===== SUPPLIED MATERIAL
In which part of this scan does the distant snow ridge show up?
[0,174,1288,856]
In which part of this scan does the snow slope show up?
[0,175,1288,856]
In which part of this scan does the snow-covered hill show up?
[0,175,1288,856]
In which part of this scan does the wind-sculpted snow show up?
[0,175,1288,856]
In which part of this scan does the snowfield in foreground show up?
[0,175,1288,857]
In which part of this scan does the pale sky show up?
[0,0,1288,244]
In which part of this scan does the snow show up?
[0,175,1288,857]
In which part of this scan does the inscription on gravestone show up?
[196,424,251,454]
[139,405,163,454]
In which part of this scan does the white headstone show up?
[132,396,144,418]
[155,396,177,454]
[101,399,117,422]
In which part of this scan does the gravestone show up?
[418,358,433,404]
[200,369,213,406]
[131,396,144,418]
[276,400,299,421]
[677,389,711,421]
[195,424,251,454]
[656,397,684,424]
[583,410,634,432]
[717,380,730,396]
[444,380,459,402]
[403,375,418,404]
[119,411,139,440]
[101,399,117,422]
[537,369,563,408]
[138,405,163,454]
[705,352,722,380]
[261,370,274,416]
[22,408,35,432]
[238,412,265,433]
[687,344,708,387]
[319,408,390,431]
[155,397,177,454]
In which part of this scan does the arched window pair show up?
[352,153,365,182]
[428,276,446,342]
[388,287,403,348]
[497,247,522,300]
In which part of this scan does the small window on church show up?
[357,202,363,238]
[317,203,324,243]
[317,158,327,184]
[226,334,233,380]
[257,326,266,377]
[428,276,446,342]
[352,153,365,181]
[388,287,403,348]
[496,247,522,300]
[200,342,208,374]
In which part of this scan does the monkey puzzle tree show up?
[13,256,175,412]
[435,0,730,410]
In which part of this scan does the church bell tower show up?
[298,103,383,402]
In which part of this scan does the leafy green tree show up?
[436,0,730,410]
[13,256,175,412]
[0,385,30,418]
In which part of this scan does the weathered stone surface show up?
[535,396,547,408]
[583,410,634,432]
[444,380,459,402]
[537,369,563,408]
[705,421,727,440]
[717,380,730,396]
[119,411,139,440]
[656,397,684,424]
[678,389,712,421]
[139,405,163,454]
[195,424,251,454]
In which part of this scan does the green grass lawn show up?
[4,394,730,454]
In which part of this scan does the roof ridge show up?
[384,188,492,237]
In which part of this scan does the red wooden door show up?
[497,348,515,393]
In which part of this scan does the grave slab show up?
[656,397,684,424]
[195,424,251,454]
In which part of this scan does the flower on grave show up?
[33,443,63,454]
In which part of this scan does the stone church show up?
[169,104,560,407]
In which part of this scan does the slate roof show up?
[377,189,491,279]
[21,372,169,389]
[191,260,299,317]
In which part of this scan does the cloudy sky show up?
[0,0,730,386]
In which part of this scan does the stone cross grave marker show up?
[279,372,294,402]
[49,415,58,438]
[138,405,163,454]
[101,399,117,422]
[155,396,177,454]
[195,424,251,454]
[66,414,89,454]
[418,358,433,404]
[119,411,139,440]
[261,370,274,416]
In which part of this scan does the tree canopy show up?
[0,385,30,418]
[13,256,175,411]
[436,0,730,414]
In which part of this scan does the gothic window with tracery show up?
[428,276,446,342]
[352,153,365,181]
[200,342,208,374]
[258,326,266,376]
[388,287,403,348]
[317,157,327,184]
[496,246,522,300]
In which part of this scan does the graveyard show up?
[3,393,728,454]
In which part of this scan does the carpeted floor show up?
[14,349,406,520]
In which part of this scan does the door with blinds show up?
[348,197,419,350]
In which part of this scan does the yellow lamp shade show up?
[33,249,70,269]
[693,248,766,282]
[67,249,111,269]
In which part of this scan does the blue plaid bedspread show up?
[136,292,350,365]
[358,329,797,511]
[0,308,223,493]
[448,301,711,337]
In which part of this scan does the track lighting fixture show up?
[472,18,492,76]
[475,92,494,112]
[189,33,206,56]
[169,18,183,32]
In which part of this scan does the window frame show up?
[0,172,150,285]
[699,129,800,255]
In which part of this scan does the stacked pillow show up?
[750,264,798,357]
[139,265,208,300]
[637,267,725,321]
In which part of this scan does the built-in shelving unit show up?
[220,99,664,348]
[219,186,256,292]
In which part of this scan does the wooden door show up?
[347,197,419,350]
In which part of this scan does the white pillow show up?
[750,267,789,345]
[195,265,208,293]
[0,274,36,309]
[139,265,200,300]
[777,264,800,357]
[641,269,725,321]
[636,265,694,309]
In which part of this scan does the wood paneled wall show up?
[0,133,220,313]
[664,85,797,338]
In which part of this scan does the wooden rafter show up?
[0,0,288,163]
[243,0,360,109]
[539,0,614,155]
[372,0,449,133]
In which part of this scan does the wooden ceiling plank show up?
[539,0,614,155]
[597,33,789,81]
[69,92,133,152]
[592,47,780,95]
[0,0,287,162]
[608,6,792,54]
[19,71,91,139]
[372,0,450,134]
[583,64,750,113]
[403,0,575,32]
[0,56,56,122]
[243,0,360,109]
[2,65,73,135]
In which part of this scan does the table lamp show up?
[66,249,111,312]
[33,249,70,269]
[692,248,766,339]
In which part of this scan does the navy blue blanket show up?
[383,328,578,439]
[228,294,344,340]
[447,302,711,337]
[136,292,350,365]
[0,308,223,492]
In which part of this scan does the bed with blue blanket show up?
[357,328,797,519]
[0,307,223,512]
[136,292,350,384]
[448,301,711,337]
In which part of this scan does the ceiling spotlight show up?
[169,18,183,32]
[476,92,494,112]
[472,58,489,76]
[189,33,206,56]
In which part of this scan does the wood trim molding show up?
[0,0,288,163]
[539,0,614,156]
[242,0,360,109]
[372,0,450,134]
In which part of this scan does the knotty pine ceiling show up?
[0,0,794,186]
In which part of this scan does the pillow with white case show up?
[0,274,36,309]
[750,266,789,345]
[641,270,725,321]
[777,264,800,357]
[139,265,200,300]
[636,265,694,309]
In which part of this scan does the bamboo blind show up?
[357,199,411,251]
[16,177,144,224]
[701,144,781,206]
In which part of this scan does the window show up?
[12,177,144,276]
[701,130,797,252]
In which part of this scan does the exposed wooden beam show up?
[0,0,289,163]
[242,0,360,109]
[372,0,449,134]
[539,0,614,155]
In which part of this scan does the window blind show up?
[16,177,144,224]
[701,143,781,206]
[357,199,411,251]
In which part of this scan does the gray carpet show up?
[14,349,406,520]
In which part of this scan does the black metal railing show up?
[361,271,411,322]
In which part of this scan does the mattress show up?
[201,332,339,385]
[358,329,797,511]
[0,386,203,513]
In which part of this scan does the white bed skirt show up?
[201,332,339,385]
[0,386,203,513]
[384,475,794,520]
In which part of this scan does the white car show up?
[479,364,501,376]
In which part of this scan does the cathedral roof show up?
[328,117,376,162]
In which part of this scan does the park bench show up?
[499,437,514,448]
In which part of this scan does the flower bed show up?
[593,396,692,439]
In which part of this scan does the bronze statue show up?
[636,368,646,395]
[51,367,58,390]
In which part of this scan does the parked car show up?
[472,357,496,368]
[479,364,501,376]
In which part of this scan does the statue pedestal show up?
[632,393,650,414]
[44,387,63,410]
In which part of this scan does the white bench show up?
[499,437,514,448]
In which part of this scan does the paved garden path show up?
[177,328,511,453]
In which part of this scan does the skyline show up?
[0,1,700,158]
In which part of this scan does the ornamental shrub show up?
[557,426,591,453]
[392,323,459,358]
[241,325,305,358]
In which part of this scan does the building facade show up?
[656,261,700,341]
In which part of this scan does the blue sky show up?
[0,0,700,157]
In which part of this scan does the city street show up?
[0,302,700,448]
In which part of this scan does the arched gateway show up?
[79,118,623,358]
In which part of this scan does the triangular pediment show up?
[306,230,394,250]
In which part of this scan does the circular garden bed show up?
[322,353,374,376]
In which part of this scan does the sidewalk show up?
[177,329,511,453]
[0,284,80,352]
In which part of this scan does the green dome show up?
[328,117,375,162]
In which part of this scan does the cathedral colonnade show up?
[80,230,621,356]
==========
> **THE TASK**
Rename "pillow" to "cushion" in the items starting at the line containing "In which part of this scan does the wooden door" and ending at the line containing "[701,130,797,252]". Reproduce those lines only, with everything else unchanged.

> **ANSWER FOR THE TASK**
In which part of this scan does the wooden door show up?
[347,197,419,350]
In which part of this scan does the white cushion show up?
[750,267,789,345]
[195,265,208,293]
[0,274,36,309]
[139,265,200,300]
[777,264,800,357]
[641,269,725,321]
[636,265,694,309]
In which part of this scan does the wood paneled wall show up?
[0,133,220,313]
[664,85,797,338]
In which part of this scan does the wooden rafter show up?
[0,0,288,163]
[243,0,360,109]
[539,0,614,155]
[372,0,449,133]
In which part of this scan does the wooden ceiling plank show up?
[539,0,614,155]
[597,33,789,81]
[69,92,133,152]
[592,47,780,95]
[0,0,287,162]
[608,6,792,54]
[19,71,91,139]
[372,0,450,134]
[583,64,750,113]
[403,0,575,32]
[0,56,56,122]
[243,0,360,109]
[2,65,73,135]
In which part of this scan does the table lamp show up?
[66,249,111,312]
[33,249,70,269]
[692,248,766,339]
In which part of this scan does the navy blue blanket show up?
[383,328,578,439]
[228,294,344,340]
[447,302,711,337]
[136,292,350,365]
[0,308,223,492]
In which part of this scan does the bed with blue blanket show up?
[357,328,797,519]
[0,307,223,512]
[136,292,350,384]
[448,301,711,337]
In which part of this scan does the ceiling spotlight show up?
[169,18,183,32]
[476,92,494,112]
[472,58,489,76]
[189,33,206,56]
In which part of this scan does the wood trim molding show up?
[0,0,288,163]
[539,0,614,156]
[242,0,360,109]
[372,0,450,134]
In which part of this scan does the knotty pine ceiling show up?
[0,0,794,186]
In which part of this scan does the cushion with white case show up?
[0,274,36,309]
[750,266,789,345]
[641,270,725,321]
[777,264,800,357]
[139,265,200,300]
[636,265,694,309]
In which part of this scan does the bamboo blind show up?
[357,199,411,251]
[16,177,144,224]
[701,144,781,206]
In which part of this scan does the window show up?
[12,177,144,276]
[701,130,797,252]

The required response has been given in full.